▶ Description of the task: Reproduce the part of the assignment text below from "# Additional Tasks" up to and including "must be present.".

▶ Supplied text:
Step 5: Visualize Predictions

In [None]:
# Show some predictions
examples = next(iter(test_loader))
x, y = examples
with torch.no_grad():
    logits = model(x).squeeze(1)
    preds = (torch.sigmoid(logits) > 0.5).long()

plt.figure(figsize=(10, 3))
for i in range(10):
    plt.subplot(2, 5, i+1)
    plt.imshow(x[i].view(28, 28), cmap="gray")
    plt.title(f"Label: {y[i].item()}, Pred: {preds[i].item()}")
    plt.axis("off")
plt.show()

acc = (preds == y).float().mean()
print('accuracy = ', acc)

# Additional Tasks and Assessment

## 🎯 Main Track (B–D)
- Complete **all blocks** (1–4) by filling in the TODOs in the code.
- Ensure your code runs and produces the expected **plots and metrics**:
  - Block 1: Manual gradient descent
  - Block 2: PyTorch gradient descent
  - Block 3: Regression with Dataset/DataLoader
  - Block 4: Logistic regression on MNIST (digits 3 vs 7)
- Visualizations and logging must be present.  
- **B–D** grades are for correctly completing the main track:
  - **B:** All core tasks complete and correct.
  - **C:** Most core tasks complete, minor errors.
  - **D:** Some core tasks complete, major errors.

---

## 🌟 Additional Tasks (for grade A)
To earn **grade A**, complete **at least one** of the following additional tasks. You may do more for extra learning.

### **Task 1: Multi-digit Classification**
- Extend MNIST37 dataset to another pair of digits (e.g., 0 vs 1).  
- Train a logistic regression model using Lightning.  
- Log training/validation loss and accuracy.  
- Optional: Visualize a **confusion matrix** of predictions.

### **Task 2: Mini-batch Gradient Descent (Manual)**
- Implement **mini-batch gradient descent** on the toy dataset from Block 1.  
- Compare your loss curve with PyTorch training (Block 2).  
- ✅ Goal: Connect **manual GD and library-powered training**.

### **Task 3: Data Noise Exploration**
- In Block 1 or 3, increase the noise in the target variable `Y`.  
- Observe how gradient descent behaves on noisy data.   

### **Task 4: Visualization Enhancements**
- Add validation step into LogisticRegressionModel()
- Add plots showing **loss vs epochs** for both training and validation (if applicable).  
- Visualize **decision boundary** of logistic regression (optional for 2D projections).  

---

## 📊 Assessment Criteria

| Grade | Criteria |
|-------|---------|
| **A** | Successfully completes **at least one additional task** **and** main track completed correctly. |
| **B** | Completes all **main track tasks** correctly (Blocks 1–4) and plots/logging present. |
| **C** | Completes most main track tasks with minor errors. |
| **D** | Completes some main track tasks; significant errors or missing code. |

---

### 💡 Notes
- Include **comments in code** explaining what changes you made for each task.  
- For optional tasks, plots or metrics are strongly encouraged to visualize outcomes.  
- Extra effort beyond A is encouraged, but only one additional task is needed for grade A.

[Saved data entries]
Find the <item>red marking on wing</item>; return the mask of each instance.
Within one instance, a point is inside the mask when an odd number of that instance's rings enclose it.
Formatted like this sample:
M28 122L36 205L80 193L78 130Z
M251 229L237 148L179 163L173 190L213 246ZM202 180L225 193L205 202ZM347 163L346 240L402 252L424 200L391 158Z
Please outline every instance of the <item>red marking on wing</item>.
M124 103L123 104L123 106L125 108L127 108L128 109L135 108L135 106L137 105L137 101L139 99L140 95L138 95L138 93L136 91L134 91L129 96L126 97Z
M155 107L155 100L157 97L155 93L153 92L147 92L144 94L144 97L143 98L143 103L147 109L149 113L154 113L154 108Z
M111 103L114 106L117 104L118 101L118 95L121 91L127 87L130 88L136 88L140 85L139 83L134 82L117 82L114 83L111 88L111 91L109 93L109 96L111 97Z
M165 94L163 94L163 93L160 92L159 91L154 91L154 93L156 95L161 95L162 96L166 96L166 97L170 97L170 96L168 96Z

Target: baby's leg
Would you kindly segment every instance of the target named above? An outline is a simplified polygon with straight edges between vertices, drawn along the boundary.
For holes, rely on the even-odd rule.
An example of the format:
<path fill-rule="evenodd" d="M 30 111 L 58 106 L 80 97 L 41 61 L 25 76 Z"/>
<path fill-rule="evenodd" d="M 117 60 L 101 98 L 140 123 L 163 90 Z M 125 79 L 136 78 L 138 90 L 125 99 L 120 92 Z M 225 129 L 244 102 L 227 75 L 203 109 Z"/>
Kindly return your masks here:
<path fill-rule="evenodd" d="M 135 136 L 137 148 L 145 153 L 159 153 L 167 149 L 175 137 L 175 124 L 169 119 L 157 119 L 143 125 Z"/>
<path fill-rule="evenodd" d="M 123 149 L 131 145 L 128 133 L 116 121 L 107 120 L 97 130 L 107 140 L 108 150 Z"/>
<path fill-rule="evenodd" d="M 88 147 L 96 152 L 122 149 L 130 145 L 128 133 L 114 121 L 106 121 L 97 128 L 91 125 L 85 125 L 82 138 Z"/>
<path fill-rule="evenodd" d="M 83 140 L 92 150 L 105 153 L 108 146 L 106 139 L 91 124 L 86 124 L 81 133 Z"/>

▶ Task response:
# Additional Tasks and Assessment

## 🎯 Main Track (B–D)
- Complete **all blocks** (1–4) by filling in the TODOs in the code.
- Ensure your code runs and produces the expected **plots and metrics**:
  - Block 1: Manual gradient descent
  - Block 2: PyTorch gradient descent
  - Block 3: Regression with Dataset/DataLoader
  - Block 4: Logistic regression on MNIST (digits 3 vs 7)
- Visualizations and logging must be present.